--- TEKS BACAAN ---
------
KNTI Harapkan Regulasi Sektor Kelautan Tidak Hambat Akses Sumber Daya Perikanan

id KNTI

KNTI Harapkan Regulasi Sektor Kelautan Tidak Hambat Akses Sumber Daya Perikanan

Ilustrasi - Kapal nelayan. (Antara)

Jakarta, (Antara Sumbar) - Kesatuan Nelayan Tradisional Indonesia (KNTI) mengingatkan agar regulasi yang dikeluarkan di sektor kelautan dan perikanan jangan sampai menghambat nelayan untuk mengakses sumber daya perikanan di kawasan perairan nasional.

"Akses terhadap sumber daya perikanan terhambat oleh beberapa Peraturan Menteri Kelautan dan Perikanan seperti PERMEN KP No 1 Tahun 2015 tentang Penangkapan Lobster, Kepiting, dan Rajungan dan PERMEN KP No 2 Tahun 2015 tentang Pelarangan Pukat Hela dan Tarik," kata Ketua DPP KNTI Marthin Hadiwinata, Senin.

Menurut dia, kedua regulasi itu berpijak kepada teknis lingkungan hidup namun kemudian tidak memastikan aspek sosial dan ekonomi dari nelayan dan petambak terlindungi.

Hal tersebut, lanjutnya, mengakibatkan yang terdampak buruk adalah nelayan dan petambak tradisional skala kecil dari masalah akses atas alat tangkap pengganti yang dianggap ramah lingkungan, hingga berujung kriminalisasi serta kemampuan untuk mengatur pasar ekonomi dari perubahan kebijakan tersebut.

Ia juga mengingatkan bahwa masalah alih alat tangkap menuju alat yang lebih ramah lingkungan saat ini dinilai masih berjalan dengan sangat lambat.

Sebelumnya, Gubernur Jawa Tengah Ganjar Pranowo berharap masa peralihan dari cantrang ke alat penangkap ikan yang ramah lingkungan di kalangan nelayan berjalan dengan lancar.
------
[Entri penunjukan objek bernama]
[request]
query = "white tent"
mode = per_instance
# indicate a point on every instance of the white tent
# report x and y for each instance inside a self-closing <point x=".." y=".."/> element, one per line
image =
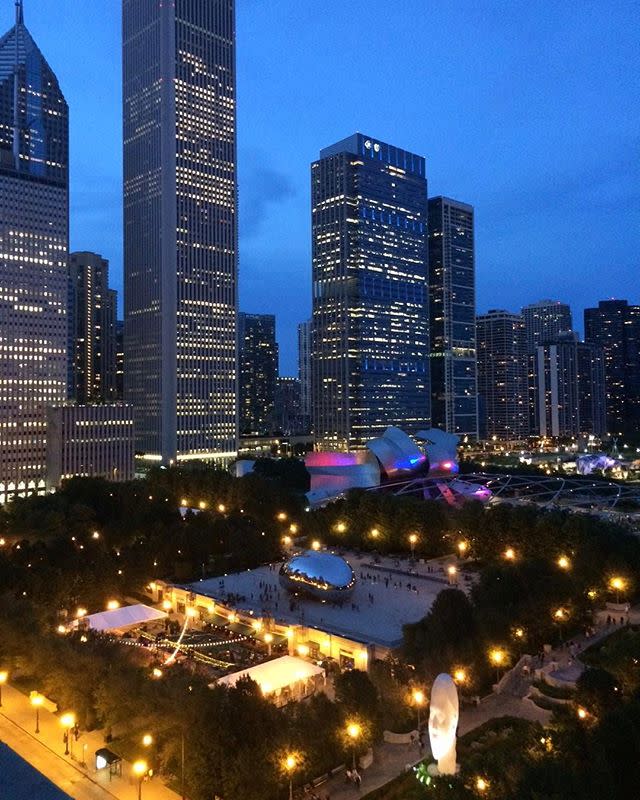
<point x="275" y="675"/>
<point x="125" y="617"/>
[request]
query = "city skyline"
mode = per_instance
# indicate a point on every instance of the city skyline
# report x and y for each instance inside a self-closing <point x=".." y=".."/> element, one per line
<point x="532" y="160"/>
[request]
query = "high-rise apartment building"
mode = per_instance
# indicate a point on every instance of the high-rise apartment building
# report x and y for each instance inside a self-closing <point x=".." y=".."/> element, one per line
<point x="180" y="226"/>
<point x="92" y="329"/>
<point x="119" y="360"/>
<point x="452" y="310"/>
<point x="304" y="367"/>
<point x="34" y="214"/>
<point x="502" y="376"/>
<point x="258" y="372"/>
<point x="370" y="348"/>
<point x="544" y="321"/>
<point x="568" y="388"/>
<point x="615" y="327"/>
------
--- TUJUAN TUGAS ---
1. Tentukan apakah setiap pernyataan berikut sesuai dengan teks tentang regulasi kelautan. Jawab ya atau tidak, lalu kutip kata-kata teks yang menjadi penentunya: (a) PERMEN KP No 2 Tahun 2015 mengatur pelarangan pukat hela dan tarik. (b) Alih alat tangkap menuju alat yang lebih ramah lingkungan dinilai berjalan cepat. (c) Ganjar Pranowo adalah Gubernur Jawa Barat.
2. Ubah paragraf dalam teks tentang regulasi kelautan yang diawali "Hal tersebut, lanjutnya," menjadi daftar singkat tanpa menghilangkan fakta pokoknya.
Entri tersebut tidak diperlukan untuk mengerjakan apa pun di sini.

--- KUNCI JAWABAN ---
1.
(a) Ya: "PERMEN KP No 2 Tahun 2015 tentang Pelarangan Pukat Hela dan Tarik"
(b) Tidak: "dinilai masih berjalan dengan sangat lambat"
(c) Tidak: "Gubernur Jawa Tengah Ganjar Pranowo"

2.
- Pihak yang terdampak buruk: nelayan dan petambak tradisional skala kecil.
- Masalah yang mereka hadapi:
  - akses atas alat tangkap pengganti yang dianggap ramah lingkungan;
  - kriminalisasi;
  - kemampuan mengatur pasar ekonomi dari perubahan kebijakan tersebut.